• _WHAT TO WORK ON_:
A word-for-word repetition of all the entries is required.

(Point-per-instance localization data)

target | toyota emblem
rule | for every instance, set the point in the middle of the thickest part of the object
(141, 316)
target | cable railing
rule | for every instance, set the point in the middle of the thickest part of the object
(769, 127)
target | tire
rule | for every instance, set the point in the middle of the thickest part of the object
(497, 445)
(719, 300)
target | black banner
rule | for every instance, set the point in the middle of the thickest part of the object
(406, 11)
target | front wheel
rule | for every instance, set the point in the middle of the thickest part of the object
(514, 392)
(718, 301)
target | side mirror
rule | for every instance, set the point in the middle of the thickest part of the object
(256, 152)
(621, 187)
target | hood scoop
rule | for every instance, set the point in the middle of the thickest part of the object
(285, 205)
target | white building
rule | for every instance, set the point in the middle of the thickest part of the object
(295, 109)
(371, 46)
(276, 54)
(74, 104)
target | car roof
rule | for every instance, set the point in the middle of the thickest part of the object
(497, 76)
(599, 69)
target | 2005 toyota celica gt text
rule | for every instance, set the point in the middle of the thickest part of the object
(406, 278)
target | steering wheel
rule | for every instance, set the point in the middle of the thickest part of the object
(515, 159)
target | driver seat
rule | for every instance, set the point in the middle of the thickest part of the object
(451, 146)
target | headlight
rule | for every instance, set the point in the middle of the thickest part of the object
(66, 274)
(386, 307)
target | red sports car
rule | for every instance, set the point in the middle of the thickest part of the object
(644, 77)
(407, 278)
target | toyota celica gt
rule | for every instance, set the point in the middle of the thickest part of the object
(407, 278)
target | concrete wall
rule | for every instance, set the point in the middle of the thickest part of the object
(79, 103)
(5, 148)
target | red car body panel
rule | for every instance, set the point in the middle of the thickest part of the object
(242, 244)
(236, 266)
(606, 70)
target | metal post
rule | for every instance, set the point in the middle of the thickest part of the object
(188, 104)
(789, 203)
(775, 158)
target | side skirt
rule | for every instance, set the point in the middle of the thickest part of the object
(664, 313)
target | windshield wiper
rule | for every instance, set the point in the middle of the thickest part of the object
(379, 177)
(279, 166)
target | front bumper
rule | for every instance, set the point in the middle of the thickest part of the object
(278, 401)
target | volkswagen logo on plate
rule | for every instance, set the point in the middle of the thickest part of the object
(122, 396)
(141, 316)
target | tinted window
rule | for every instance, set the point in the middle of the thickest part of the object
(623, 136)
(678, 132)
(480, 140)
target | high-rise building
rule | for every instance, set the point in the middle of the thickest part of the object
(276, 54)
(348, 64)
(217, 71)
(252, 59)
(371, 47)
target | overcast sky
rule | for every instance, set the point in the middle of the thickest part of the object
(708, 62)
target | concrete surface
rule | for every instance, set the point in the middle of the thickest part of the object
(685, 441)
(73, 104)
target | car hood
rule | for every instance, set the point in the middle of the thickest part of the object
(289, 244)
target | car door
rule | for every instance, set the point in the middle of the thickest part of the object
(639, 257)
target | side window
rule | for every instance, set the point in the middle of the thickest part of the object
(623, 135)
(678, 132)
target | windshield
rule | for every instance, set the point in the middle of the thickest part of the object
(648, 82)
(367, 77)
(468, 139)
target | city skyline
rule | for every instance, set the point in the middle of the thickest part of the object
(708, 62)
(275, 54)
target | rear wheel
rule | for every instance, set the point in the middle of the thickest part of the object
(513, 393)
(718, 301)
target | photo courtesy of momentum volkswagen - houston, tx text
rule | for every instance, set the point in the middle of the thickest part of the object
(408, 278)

• _PROBLEM SOLUTION_:
target | toyota emblem
rule | for every instance, set the point in the middle of the thickest part of the object
(141, 316)
target | cable railing
rule | for every instance, set the point in the middle of the thickest part of the object
(769, 127)
target | tire
rule | for every instance, set the point in the middle of the thickest part of the object
(497, 445)
(719, 300)
target | black banner
rule | for every instance, set the point in the middle of the thickest part of the object
(406, 11)
target | front wheel
rule | for every instance, set the point in the middle of the thickest part of the object
(514, 392)
(718, 301)
target | side mirror
rule | for every instance, set the point in the middle of the thickest part of the object
(256, 152)
(621, 187)
target | hood scoop
rule | for every instance, set the point in the middle of the thickest part of the object
(285, 205)
target | white building
rule | for every instance, set the point in the middle of the thickest part of the object
(295, 109)
(371, 46)
(276, 54)
(74, 104)
target | car roof
rule | for every instance, set the point in the middle of the thickest part of the object
(497, 76)
(599, 69)
target | 2005 toyota celica gt text
rule | for every instance, set the point in the middle of the thickest part of the object
(406, 278)
target | steering wheel
rule | for every instance, set the point in the middle of the thickest part of the object
(515, 159)
target | driver seat
rule | for every instance, set the point in the middle of the thickest part of the object
(451, 146)
target | headlight
rule | for every instance, set the point in the middle of the thickest part of the object
(66, 274)
(386, 307)
target | red sports car
rule | for every instance, set the point in the middle of the thickest part of the object
(644, 77)
(407, 278)
target | toyota celica gt
rule | for every instance, set the point in the middle of the thickest part of the object
(407, 278)
target | concrete wall
rule | for every instance, set the point in the middle of the thickest part of the object
(79, 103)
(5, 148)
target | red car body panel
rule | for every instance, set the point in the middle of the thickest part of the object
(242, 244)
(236, 266)
(606, 70)
target | metal post
rule | for every instance, set the point in the middle of the thickest part of the object
(188, 104)
(789, 203)
(775, 158)
target | side skirt
rule | for every instance, set the point in the middle of the thickest part of the object
(664, 313)
target | windshield wiper
rule | for every instance, set the point in the middle of the thickest part of the object
(379, 177)
(279, 166)
target | front bumper
rule | for every instance, set the point in the middle of the thickest part of the object
(278, 401)
target | volkswagen logo on plate
rule | for every instance, set the point in the middle of the thickest part of the object
(122, 396)
(141, 316)
target | tinted window
rule | for every instance, set the point in the middle of the thickest part of the object
(623, 136)
(678, 132)
(480, 140)
target | high-rise building
rule | for every instance, set the point in the middle of the thickest part of the object
(276, 54)
(348, 64)
(217, 71)
(252, 59)
(371, 47)
target | overcast sky
rule | for every instance, set the point in the middle of the thickest part of the object
(708, 62)
target | concrete surface
rule | for every instance, set the point in the middle of the thickest part of the object
(685, 441)
(73, 104)
target | car hood
rule | for every instance, set the point in the middle of the thickest part of the object
(289, 244)
target | car door
rule | for every instance, set the point in the middle of the thickest part of the object
(639, 257)
target | side window
rule | for every instance, set the point in the middle of the thickest part of the object
(623, 135)
(678, 132)
target | windshield
rule | for every instance, set the point in the middle of the thickest part of the object
(648, 82)
(367, 77)
(468, 139)
target | city skyline
rule | for every instance, set the point in the middle of the thickest part of the object
(708, 62)
(275, 54)
target | rear wheel
rule | for every instance, set the point in the middle of the thickest part of the object
(513, 393)
(718, 301)
target | photo courtesy of momentum volkswagen - houston, tx text
rule | for every instance, set the point in the middle of the thickest part of the object
(408, 278)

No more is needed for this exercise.